### PROBLEM STATEMENT
Please write out, exactly as given, every line of the entries below up to and including the line with "[1217, 455]".

[Referring expression pointing data]
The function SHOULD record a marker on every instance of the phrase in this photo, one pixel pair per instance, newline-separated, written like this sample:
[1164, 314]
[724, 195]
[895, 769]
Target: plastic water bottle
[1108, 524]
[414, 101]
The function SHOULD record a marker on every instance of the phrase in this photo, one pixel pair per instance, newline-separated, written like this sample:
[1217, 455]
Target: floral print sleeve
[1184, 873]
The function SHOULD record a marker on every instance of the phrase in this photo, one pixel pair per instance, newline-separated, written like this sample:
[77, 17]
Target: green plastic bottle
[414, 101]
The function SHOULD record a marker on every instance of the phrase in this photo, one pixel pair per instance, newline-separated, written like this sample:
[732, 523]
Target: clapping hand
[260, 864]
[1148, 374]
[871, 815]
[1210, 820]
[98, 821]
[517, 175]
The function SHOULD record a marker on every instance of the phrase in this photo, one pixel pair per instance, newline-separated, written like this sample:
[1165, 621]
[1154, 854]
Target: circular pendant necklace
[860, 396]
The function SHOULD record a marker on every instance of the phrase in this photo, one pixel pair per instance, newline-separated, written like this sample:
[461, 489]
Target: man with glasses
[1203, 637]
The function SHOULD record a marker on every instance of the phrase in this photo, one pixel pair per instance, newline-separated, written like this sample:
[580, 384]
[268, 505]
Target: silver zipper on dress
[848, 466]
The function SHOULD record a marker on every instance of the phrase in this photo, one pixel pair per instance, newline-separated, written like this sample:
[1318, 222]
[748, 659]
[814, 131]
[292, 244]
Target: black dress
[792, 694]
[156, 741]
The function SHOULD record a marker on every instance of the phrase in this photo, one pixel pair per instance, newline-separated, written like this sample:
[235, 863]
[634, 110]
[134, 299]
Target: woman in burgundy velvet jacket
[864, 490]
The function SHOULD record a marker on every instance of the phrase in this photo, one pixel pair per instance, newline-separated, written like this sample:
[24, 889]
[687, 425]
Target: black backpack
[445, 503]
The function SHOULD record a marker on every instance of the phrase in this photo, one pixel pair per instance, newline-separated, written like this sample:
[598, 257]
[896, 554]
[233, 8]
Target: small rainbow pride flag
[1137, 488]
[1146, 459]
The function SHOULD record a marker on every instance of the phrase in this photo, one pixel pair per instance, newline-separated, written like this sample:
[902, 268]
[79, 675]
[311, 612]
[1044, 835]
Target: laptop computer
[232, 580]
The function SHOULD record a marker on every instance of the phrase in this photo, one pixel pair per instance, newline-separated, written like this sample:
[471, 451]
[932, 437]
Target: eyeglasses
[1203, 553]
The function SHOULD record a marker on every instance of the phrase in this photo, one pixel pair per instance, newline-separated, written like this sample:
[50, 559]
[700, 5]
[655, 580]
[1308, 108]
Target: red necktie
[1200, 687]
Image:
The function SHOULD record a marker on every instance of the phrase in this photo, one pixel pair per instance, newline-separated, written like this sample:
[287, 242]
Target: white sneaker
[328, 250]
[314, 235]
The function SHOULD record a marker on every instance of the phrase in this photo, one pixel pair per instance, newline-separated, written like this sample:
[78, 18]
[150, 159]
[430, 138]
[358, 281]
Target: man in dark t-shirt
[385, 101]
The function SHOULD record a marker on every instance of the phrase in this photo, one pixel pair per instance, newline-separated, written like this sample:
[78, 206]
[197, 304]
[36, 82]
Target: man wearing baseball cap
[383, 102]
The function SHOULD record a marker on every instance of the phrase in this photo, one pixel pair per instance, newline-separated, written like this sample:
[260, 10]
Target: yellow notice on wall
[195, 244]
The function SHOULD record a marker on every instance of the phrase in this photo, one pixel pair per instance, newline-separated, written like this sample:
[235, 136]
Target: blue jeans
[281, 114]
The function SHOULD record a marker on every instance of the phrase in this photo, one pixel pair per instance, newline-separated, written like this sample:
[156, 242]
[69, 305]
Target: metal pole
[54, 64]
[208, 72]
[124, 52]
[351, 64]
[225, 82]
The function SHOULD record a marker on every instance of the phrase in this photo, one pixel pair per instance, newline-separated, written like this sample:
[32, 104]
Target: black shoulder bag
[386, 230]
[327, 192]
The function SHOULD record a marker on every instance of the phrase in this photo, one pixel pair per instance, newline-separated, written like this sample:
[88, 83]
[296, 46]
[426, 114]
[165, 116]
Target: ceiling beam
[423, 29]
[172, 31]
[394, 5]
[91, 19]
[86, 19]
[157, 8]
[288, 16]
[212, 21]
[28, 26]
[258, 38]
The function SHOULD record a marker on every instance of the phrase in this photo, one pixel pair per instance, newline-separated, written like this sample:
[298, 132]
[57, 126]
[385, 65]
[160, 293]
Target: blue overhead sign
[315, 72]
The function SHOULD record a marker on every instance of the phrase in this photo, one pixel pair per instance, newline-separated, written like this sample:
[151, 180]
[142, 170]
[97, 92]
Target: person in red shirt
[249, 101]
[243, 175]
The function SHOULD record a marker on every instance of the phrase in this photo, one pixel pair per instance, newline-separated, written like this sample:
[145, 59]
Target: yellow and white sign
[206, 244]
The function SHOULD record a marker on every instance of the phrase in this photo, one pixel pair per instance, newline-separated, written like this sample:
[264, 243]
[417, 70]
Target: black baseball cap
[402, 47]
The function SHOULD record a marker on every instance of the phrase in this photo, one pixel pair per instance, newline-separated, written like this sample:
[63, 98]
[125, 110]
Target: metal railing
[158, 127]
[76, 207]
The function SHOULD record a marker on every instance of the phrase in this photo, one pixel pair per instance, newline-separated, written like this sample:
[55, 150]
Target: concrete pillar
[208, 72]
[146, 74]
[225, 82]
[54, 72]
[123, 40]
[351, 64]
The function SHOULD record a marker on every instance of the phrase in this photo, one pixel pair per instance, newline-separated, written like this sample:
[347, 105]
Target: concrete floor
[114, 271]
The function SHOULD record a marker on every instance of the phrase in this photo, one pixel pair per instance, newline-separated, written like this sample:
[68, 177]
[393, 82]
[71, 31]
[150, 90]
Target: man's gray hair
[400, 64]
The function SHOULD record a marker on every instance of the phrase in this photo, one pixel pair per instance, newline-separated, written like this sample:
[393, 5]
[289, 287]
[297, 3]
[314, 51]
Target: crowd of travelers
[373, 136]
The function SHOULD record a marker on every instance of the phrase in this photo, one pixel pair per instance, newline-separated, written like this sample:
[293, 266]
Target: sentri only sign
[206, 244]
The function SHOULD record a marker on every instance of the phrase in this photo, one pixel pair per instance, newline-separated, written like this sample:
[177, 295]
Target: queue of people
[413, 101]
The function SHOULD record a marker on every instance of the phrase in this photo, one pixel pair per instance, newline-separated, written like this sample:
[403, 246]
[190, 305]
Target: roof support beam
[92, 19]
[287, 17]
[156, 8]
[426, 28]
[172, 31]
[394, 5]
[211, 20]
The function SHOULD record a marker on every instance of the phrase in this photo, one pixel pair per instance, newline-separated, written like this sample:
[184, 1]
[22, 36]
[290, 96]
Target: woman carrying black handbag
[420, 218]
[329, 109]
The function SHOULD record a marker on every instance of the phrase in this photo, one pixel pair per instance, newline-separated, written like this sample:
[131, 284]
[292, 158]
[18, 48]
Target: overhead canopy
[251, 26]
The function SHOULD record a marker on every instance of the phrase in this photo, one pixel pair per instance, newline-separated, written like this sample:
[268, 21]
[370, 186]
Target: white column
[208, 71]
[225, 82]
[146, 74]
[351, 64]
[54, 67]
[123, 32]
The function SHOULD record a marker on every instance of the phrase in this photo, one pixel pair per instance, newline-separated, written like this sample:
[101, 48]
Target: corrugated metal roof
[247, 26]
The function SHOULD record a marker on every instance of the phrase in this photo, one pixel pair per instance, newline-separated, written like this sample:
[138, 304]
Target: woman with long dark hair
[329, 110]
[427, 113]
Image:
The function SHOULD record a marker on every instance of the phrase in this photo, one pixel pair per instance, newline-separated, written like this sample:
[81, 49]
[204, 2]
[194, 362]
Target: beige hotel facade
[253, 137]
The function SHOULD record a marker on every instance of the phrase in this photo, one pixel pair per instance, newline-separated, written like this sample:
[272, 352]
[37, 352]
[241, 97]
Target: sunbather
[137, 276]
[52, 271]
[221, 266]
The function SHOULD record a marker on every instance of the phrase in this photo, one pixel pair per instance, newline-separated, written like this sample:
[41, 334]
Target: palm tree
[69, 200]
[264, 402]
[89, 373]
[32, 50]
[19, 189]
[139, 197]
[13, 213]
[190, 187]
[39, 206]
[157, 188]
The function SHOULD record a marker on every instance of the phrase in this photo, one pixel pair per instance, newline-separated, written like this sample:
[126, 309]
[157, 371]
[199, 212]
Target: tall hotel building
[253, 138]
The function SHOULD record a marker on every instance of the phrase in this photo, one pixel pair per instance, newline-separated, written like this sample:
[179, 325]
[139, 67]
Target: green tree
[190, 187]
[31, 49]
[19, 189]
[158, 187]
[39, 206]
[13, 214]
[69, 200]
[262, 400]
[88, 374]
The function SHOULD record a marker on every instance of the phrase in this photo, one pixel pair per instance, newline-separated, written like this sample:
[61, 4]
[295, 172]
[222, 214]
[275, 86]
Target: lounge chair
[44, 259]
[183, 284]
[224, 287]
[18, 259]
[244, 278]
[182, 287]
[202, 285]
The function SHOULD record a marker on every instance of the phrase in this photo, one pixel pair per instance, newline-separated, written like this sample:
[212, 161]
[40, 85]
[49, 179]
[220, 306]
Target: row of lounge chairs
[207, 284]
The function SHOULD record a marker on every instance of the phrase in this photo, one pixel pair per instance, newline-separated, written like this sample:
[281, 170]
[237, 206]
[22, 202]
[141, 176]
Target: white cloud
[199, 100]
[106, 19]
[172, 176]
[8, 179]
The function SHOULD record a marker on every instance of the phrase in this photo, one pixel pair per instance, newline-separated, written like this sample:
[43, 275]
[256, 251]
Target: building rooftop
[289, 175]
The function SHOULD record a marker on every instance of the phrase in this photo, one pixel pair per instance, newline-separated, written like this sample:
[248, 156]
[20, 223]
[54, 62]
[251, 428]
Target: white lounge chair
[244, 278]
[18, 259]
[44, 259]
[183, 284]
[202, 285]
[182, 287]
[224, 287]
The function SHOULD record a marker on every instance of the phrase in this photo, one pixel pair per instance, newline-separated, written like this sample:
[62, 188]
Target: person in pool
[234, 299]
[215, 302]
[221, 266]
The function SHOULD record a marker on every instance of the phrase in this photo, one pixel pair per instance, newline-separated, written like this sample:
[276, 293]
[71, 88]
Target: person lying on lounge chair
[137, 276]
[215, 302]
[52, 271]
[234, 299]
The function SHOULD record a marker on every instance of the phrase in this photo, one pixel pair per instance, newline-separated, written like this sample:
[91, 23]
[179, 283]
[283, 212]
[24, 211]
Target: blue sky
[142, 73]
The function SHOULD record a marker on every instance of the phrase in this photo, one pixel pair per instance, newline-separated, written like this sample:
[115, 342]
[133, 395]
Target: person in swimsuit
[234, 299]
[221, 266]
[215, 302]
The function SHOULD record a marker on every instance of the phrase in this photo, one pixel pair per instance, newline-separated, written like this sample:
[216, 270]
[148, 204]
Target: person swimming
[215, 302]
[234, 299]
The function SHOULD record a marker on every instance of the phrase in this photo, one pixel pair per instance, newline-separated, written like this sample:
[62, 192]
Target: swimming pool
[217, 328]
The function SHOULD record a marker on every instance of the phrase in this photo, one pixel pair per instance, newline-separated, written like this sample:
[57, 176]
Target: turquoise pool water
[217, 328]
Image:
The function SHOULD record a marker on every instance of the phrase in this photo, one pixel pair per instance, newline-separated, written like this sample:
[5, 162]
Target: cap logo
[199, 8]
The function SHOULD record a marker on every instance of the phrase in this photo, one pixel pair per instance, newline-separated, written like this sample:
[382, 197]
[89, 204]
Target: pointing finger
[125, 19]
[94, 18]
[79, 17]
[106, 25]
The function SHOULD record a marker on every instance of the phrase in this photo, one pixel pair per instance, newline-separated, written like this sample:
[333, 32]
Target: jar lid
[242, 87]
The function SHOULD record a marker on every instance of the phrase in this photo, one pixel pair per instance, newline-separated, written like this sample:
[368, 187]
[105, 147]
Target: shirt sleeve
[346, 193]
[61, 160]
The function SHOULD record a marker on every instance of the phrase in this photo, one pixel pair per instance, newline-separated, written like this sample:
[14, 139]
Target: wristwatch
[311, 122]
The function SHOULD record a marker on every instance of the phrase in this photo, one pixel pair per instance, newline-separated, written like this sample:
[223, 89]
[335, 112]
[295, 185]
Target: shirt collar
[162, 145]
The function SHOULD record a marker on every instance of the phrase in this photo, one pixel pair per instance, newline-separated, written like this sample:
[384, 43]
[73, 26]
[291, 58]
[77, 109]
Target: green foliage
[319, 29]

### EXERCISE OUTPUT
The function SHOULD record a marker on every instance of the phrase in this photo, one pixel pair per instance, newline-separated, written like this sample:
[1164, 314]
[724, 195]
[895, 769]
Target: plastic water bottle
[1108, 524]
[414, 101]
The function SHOULD record a marker on every instance of the phrase in this photo, one pixel pair per instance, newline-separated, written like this sample:
[1217, 455]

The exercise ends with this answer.